• _Task to carry out_: Please reproduce the records between the line holding "Could you please indicate the blurred" and the end of the records, inclusive, leaving the pictures out of your answer.

• _Data extract_:
START
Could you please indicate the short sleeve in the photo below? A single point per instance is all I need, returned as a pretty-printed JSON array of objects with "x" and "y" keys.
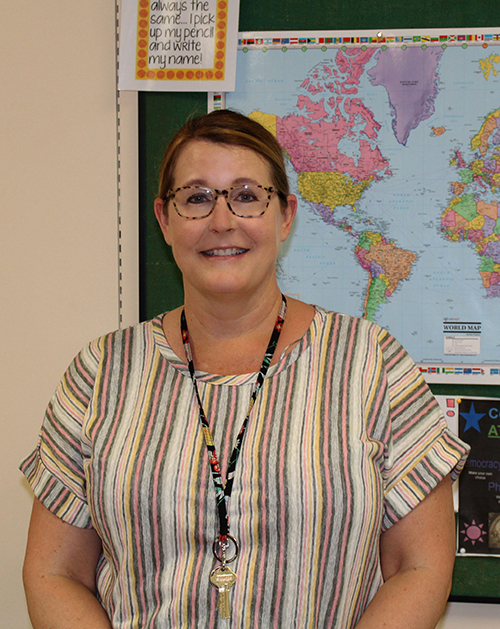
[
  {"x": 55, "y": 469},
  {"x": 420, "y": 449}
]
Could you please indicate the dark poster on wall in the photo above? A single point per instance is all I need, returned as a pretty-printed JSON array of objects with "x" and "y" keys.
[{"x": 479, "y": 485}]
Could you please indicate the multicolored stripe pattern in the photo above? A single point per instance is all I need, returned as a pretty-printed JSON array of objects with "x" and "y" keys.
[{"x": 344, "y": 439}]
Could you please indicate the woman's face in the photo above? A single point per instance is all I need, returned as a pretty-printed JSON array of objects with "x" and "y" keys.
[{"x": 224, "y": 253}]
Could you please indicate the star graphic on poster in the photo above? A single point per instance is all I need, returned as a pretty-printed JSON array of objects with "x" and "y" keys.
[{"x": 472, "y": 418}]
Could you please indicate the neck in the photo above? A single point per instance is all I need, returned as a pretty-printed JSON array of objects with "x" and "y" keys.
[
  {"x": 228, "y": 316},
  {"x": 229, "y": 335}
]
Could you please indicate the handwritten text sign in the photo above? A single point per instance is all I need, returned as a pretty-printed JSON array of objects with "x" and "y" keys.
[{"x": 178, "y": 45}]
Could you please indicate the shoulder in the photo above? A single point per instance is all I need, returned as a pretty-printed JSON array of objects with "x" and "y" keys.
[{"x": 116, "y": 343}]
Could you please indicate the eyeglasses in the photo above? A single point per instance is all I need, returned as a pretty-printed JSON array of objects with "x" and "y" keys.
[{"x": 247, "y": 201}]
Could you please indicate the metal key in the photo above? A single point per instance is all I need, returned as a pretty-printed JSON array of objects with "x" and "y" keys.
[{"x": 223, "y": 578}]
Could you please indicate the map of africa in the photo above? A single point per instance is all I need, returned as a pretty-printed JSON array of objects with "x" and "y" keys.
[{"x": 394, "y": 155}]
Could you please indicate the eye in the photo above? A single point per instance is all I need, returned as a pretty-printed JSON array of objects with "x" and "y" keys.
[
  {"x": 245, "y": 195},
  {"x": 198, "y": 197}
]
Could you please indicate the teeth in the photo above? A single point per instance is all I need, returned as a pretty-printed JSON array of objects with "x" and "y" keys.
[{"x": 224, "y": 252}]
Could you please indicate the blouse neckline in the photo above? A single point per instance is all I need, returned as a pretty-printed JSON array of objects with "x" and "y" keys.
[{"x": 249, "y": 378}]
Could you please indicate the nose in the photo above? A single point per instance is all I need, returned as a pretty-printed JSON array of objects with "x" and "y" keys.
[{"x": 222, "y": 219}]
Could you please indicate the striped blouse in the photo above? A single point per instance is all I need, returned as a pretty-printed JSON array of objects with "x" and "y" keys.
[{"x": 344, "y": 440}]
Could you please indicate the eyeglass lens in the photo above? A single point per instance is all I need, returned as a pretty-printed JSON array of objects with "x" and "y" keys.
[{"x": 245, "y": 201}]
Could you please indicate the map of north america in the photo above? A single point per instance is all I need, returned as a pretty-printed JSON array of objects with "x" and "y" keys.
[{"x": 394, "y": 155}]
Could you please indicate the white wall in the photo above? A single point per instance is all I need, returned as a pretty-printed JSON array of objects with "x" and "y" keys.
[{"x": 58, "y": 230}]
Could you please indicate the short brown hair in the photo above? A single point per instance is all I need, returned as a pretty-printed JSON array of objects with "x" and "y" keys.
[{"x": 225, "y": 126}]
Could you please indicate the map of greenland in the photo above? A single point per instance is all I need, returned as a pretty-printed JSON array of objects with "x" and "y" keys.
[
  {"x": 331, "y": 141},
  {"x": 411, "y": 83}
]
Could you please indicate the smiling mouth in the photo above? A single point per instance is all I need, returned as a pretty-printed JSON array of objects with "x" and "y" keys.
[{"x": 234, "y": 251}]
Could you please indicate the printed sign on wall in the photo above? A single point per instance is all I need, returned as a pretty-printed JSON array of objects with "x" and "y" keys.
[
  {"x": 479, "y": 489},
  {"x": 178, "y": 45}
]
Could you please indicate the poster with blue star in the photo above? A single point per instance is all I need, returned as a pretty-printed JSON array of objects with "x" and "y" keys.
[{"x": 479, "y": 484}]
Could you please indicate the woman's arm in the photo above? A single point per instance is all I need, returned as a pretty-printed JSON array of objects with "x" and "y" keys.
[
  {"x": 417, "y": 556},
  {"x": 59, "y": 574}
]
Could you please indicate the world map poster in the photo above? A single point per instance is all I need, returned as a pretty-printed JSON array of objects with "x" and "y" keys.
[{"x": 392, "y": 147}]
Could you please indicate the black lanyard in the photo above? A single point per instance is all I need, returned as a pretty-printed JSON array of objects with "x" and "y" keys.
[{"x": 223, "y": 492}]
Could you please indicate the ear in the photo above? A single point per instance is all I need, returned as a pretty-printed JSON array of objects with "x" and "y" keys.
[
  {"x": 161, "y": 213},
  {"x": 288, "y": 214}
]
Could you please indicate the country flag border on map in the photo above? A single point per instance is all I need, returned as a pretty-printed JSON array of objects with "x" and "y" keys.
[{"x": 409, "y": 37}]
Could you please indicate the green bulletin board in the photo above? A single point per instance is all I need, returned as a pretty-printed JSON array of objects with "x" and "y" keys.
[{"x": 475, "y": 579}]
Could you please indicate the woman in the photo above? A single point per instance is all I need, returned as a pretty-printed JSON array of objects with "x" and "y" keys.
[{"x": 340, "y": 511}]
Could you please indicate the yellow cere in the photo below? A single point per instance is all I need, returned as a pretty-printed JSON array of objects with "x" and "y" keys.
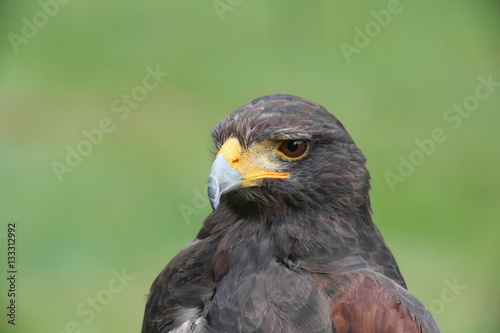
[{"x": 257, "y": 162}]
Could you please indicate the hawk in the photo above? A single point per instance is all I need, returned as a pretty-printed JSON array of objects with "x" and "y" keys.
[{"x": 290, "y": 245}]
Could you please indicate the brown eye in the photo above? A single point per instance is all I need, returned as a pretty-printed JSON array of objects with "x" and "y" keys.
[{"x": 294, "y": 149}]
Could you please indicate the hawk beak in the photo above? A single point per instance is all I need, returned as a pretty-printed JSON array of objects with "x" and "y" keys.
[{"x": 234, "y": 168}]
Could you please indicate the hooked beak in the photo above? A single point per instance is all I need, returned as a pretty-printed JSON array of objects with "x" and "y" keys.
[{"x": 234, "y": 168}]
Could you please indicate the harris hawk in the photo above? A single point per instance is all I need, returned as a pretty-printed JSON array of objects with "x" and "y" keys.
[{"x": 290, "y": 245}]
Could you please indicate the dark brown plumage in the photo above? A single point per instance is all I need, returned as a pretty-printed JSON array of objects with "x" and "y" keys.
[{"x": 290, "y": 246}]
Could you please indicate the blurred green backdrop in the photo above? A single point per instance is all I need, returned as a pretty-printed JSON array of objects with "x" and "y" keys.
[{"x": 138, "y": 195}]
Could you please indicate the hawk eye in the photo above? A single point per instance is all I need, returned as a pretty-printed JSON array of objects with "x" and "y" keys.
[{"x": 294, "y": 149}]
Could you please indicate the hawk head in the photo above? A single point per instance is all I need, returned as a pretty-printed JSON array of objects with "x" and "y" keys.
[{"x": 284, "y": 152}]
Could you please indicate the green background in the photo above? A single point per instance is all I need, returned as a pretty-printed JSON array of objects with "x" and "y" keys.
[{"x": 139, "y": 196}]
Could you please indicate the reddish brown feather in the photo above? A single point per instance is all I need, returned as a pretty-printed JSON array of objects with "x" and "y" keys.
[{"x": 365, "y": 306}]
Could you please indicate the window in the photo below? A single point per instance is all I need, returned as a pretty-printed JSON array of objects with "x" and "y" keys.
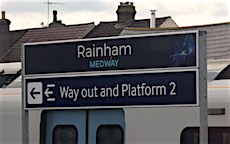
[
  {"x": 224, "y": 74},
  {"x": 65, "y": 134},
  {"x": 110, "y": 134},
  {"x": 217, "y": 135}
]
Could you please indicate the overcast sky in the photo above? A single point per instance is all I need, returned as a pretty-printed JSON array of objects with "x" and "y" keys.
END
• _The answer_:
Could you please indicate the blurred green backdrop in the photo above? A single point per instance is all I need, returned as a pretty-printed JSON array of objects with "x" and "y" keys.
[{"x": 138, "y": 195}]
Could you please indicate the hawk eye in the photo above? A single point per instance is all I need, returned as a pretty-printed JSON array of objects with "x" and "y" keys.
[{"x": 294, "y": 149}]
Could you please indicate the hawk head in the photo above? A single point per instance is all I need, returned as a pretty-printed JSON array of objects with "x" and "y" keys.
[{"x": 284, "y": 152}]
Could you please indicate the green background in the photo above? A single point per instance is all I need, returned as a pretty-printed JSON array of objects with "x" and "y" keys.
[{"x": 139, "y": 196}]
Could you please indicate the reddish brown feather in the photo above? A single point per instance is all I need, returned as a pretty-printed JSON array of objects with "x" and "y" keys.
[{"x": 365, "y": 306}]
Could you please indicate the window in the photo below? A single point per instance is all I need, returned as a pretty-printed JSON array of objects with "x" and "y" keys.
[
  {"x": 224, "y": 74},
  {"x": 65, "y": 134},
  {"x": 110, "y": 134},
  {"x": 217, "y": 135}
]
Could you please indicate the overcast sky in the photo above? A single point per instance is all I need, returned as a pretty-printed JSON array of objects with "x" and "y" keys.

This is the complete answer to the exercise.